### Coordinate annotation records
================

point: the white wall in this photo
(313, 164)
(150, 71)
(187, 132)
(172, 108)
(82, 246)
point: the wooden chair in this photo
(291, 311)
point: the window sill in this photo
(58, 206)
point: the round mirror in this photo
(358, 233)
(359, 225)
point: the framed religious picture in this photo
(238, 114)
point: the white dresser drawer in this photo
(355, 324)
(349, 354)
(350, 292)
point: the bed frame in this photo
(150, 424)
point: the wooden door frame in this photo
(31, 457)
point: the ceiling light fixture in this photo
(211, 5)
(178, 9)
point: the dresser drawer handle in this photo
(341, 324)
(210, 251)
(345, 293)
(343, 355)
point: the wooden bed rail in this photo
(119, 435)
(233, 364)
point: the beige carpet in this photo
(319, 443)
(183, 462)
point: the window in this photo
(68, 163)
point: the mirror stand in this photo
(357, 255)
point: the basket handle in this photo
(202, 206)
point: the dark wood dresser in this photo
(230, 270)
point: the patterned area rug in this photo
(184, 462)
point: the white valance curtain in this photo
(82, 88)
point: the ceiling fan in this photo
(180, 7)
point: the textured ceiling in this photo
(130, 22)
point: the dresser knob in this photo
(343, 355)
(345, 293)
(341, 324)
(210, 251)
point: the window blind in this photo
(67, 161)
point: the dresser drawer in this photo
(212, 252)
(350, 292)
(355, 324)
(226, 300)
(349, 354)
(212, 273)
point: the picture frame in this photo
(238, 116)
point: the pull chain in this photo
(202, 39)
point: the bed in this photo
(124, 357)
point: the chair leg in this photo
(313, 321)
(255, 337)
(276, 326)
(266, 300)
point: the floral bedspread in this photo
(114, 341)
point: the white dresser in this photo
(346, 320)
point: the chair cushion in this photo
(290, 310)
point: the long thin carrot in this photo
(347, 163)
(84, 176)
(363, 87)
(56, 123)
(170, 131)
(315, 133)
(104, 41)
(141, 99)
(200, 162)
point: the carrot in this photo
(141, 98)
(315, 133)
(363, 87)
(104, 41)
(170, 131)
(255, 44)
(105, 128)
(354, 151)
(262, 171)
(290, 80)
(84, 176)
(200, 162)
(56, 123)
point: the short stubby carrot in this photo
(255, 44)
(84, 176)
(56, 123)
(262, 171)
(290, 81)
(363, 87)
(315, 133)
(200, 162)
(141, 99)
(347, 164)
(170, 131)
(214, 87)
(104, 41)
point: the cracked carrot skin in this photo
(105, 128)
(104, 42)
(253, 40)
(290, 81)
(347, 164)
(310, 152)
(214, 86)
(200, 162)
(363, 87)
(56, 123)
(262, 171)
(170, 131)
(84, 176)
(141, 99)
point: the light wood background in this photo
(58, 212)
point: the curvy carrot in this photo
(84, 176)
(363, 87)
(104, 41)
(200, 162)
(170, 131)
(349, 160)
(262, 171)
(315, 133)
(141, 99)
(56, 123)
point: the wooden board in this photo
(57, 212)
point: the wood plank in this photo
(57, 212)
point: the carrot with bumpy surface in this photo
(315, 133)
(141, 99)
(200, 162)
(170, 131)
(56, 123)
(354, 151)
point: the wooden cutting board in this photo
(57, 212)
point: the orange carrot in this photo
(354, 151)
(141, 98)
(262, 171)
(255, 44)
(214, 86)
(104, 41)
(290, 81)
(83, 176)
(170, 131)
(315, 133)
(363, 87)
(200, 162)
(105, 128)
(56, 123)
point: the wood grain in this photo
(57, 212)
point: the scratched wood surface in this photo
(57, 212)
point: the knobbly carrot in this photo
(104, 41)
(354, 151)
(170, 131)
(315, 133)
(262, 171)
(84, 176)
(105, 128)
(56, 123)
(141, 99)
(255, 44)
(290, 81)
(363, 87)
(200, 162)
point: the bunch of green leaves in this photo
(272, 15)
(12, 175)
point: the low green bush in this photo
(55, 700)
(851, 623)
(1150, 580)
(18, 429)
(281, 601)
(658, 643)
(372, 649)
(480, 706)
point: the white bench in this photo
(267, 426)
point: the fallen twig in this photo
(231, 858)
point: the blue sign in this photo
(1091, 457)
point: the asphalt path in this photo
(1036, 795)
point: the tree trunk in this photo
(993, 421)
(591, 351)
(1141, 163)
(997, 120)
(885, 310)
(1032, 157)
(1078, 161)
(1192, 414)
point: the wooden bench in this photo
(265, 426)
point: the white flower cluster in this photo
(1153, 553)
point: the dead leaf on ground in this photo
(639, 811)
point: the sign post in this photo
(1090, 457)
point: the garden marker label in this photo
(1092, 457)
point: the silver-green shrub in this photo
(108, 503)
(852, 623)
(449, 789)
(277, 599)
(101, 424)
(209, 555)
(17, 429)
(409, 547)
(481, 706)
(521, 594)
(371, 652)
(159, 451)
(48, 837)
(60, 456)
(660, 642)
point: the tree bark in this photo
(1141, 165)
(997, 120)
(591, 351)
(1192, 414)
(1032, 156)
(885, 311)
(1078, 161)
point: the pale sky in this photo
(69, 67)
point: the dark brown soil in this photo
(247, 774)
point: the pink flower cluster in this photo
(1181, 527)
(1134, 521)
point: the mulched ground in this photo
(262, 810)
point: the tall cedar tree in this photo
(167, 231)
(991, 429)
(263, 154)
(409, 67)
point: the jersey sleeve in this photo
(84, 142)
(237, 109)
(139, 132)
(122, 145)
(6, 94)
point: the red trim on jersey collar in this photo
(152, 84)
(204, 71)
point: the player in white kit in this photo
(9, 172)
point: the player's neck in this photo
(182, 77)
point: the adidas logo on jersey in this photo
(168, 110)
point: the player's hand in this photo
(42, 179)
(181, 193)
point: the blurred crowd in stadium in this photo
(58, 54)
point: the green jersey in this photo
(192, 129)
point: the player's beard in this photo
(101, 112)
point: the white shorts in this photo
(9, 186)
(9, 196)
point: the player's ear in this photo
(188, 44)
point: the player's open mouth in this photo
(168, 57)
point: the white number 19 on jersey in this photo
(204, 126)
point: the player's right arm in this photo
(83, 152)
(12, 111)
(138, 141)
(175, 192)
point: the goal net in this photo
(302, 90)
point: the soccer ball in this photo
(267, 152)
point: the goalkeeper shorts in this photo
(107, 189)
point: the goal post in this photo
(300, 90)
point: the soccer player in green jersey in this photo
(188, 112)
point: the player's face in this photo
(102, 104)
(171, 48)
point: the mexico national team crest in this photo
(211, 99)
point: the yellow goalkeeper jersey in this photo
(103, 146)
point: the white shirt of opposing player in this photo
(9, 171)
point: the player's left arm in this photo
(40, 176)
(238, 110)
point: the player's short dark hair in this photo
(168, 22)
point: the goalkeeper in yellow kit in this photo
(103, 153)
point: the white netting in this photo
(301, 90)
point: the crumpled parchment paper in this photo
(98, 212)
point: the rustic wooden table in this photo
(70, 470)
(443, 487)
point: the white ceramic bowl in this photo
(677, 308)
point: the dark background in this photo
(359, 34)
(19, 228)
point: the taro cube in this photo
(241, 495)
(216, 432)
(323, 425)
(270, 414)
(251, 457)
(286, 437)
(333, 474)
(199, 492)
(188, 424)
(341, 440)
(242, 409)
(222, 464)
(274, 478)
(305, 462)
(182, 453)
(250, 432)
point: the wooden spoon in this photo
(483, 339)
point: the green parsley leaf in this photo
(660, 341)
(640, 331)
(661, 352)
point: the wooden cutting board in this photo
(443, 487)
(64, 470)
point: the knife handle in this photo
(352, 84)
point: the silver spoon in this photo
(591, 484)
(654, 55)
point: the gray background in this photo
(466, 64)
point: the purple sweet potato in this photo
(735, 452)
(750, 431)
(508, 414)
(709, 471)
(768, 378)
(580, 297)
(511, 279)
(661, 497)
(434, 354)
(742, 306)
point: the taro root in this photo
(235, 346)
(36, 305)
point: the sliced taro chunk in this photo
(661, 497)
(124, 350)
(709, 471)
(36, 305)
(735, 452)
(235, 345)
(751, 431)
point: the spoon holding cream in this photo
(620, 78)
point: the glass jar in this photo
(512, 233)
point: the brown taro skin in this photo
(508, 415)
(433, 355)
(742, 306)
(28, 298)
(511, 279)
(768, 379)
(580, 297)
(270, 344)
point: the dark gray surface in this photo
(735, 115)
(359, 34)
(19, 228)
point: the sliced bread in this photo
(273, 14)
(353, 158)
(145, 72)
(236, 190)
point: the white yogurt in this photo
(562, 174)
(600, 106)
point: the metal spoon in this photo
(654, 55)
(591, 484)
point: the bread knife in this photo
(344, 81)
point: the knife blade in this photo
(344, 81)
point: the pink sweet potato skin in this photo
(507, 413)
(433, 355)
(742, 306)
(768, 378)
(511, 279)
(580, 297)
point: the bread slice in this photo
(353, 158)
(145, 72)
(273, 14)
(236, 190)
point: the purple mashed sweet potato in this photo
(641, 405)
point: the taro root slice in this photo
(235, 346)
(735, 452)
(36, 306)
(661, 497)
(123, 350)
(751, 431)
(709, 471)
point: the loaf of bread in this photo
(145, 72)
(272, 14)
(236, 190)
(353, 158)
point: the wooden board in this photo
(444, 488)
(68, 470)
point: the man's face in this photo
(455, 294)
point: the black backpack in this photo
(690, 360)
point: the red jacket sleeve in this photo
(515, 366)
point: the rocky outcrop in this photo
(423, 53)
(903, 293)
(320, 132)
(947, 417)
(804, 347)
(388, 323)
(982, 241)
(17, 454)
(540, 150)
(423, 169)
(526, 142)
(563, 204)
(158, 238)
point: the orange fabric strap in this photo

================

### Task details
Lay out the stretch of the data from the line containing "point: the black backpack in this photo" through the end of the data as a Markdown table with the columns Row and Line. Leave out any blank lines.

### Reply to the task
| Row | Line |
|---|---|
| 1 | point: the black backpack in this photo |
| 2 | (690, 360) |
| 3 | point: the red jacket sleeve in this photo |
| 4 | (515, 366) |
| 5 | point: the rocky outcrop in this photo |
| 6 | (423, 53) |
| 7 | (903, 293) |
| 8 | (320, 132) |
| 9 | (947, 417) |
| 10 | (804, 347) |
| 11 | (388, 323) |
| 12 | (982, 241) |
| 13 | (17, 454) |
| 14 | (540, 150) |
| 15 | (423, 169) |
| 16 | (526, 142) |
| 17 | (563, 204) |
| 18 | (158, 238) |
| 19 | point: the orange fabric strap in this photo |